[Selected excerpt]:
================

The Liverpool Care Pathway for the Dying Patient (LCP) was a UK care pathway (excluding Wales) covering palliative care options for patients in the final days or hours of life. It was developed to help doctors and nurses provide quality end-of-life care. Now discredited, the LCP was widely abused as a 'tick box exercise', with patients being casually assessed as terminal, heavily sedated, and denied water so the diagnosis became self-fulfilling. Hospitals were also provided cash incentives to achieve targets for the number of patients dying on the LCP.

The Liverpool Care Pathway was developed by Royal Liverpool University Hospital and Liverpool's Marie Curie Hospice in the late 1990s for the care of terminally ill cancer patients. The LCP was then extended to include all patients deemed dying.

While initial reception was positive, it was heavily criticised in the media in 2009 and 2012. In July 2013, the Department of Health released a statement which stated the use of the LCP should be "phased out over the next 6-12 months and replaced with an individual approach to end of life care for each patient". However, The Telegraph reported that the program was just rebranded and that its supposed replacement would "perpetuate many of its worst practices, allowing patients to suffer days of dehydration, or to be sedated, leaving them unable to even ask for food or drink."

The Pathway was developed to aid members of a multi-disciplinary team in matters relating to continuing medical treatment, discontinuation of treatment and comfort measures during the last days and hours of a patient's life. The Liverpool Care Pathway is organised into sections ensuring that evaluation and care is continuous and consistent.

It was not intended to replace the skill and expertise of health professionals.

In the first stage of the pathway a multi-professional team caring for the patient is supposed to agree that all reversible causes for the patient's conditions have been considered and that the patient is in fact "dying". The assessment then makes suggestions for what palliative care options to consider and whether non-essential treatments and medications should be discontinued.

================

Records from a data source:
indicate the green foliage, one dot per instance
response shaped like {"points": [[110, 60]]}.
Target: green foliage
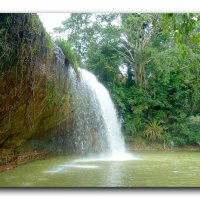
{"points": [[162, 82], [68, 52], [153, 130]]}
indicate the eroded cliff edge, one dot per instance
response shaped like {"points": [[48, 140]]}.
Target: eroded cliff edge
{"points": [[35, 111]]}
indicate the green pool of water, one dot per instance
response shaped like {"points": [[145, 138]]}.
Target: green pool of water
{"points": [[149, 169]]}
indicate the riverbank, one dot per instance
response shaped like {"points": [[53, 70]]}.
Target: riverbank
{"points": [[11, 161], [159, 147]]}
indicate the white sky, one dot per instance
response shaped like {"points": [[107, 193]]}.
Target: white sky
{"points": [[52, 20]]}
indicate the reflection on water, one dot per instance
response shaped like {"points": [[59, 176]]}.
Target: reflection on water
{"points": [[151, 169]]}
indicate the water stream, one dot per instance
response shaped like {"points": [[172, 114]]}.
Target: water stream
{"points": [[96, 127]]}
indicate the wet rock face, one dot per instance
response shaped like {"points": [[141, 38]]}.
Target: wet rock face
{"points": [[34, 95]]}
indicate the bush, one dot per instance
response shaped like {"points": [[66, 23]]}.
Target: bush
{"points": [[68, 52]]}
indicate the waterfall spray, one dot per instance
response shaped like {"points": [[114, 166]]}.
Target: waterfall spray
{"points": [[96, 126]]}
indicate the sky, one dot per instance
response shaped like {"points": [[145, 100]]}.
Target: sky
{"points": [[52, 20]]}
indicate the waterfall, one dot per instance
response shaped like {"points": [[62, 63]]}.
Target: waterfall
{"points": [[96, 126]]}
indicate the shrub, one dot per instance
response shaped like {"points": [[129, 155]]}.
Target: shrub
{"points": [[153, 130]]}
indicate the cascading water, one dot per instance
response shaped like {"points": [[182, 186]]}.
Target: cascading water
{"points": [[96, 127]]}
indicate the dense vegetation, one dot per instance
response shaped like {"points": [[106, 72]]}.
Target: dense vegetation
{"points": [[150, 64], [34, 95]]}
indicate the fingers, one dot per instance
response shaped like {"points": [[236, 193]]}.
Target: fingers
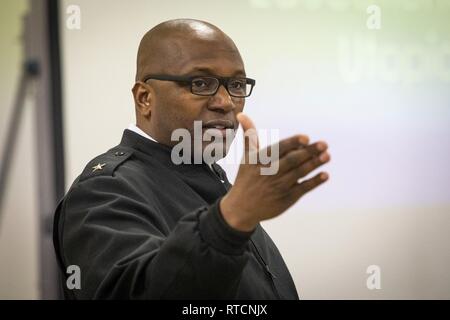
{"points": [[297, 157], [251, 143], [292, 143], [291, 177], [307, 185]]}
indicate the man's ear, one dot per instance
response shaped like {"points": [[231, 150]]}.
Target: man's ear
{"points": [[143, 98]]}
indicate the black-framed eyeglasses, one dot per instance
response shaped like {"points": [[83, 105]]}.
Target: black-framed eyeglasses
{"points": [[208, 86]]}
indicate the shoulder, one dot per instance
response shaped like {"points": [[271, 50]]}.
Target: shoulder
{"points": [[106, 164]]}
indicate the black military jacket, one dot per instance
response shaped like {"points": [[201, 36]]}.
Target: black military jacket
{"points": [[140, 227]]}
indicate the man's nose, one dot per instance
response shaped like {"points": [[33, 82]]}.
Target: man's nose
{"points": [[221, 101]]}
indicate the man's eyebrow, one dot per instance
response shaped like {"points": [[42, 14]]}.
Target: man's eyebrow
{"points": [[210, 72]]}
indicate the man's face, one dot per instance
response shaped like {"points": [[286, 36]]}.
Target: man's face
{"points": [[176, 107]]}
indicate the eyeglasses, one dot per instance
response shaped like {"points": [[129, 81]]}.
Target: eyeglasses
{"points": [[208, 86]]}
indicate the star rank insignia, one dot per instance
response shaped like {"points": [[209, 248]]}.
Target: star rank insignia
{"points": [[98, 167]]}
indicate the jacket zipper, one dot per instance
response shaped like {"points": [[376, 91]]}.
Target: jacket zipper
{"points": [[266, 268]]}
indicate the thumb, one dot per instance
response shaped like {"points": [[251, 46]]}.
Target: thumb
{"points": [[251, 142]]}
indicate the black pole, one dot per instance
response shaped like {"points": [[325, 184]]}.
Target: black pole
{"points": [[56, 96]]}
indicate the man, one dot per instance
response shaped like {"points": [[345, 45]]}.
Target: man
{"points": [[140, 226]]}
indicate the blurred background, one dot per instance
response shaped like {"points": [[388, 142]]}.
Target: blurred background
{"points": [[372, 78]]}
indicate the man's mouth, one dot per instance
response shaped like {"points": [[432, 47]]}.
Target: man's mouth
{"points": [[218, 124]]}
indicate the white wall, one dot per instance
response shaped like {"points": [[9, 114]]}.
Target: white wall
{"points": [[378, 97], [18, 224]]}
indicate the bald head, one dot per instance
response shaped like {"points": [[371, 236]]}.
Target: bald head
{"points": [[166, 47]]}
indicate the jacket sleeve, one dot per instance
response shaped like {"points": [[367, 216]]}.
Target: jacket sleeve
{"points": [[123, 247]]}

================

[Parts of the exercise]:
[1] In the Liverpool Care Pathway text, which two institutions developed the pathway?
[2] From the Liverpool Care Pathway text, extract the passage starting with "It was not intended" and going on through "should be discontinued.".

[Task solutions]:
[1] Royal Liverpool University Hospital and Liverpool's Marie Curie Hospice.

[2]
It was not intended to replace the skill and expertise of health professionals.

In the first stage of the pathway a multi-professional team caring for the patient is supposed to agree that all reversible causes for the patient's conditions have been considered and that the patient is in fact "dying". The assessment then makes suggestions for what palliative care options to consider and whether non-essential treatments and medications should be discontinued.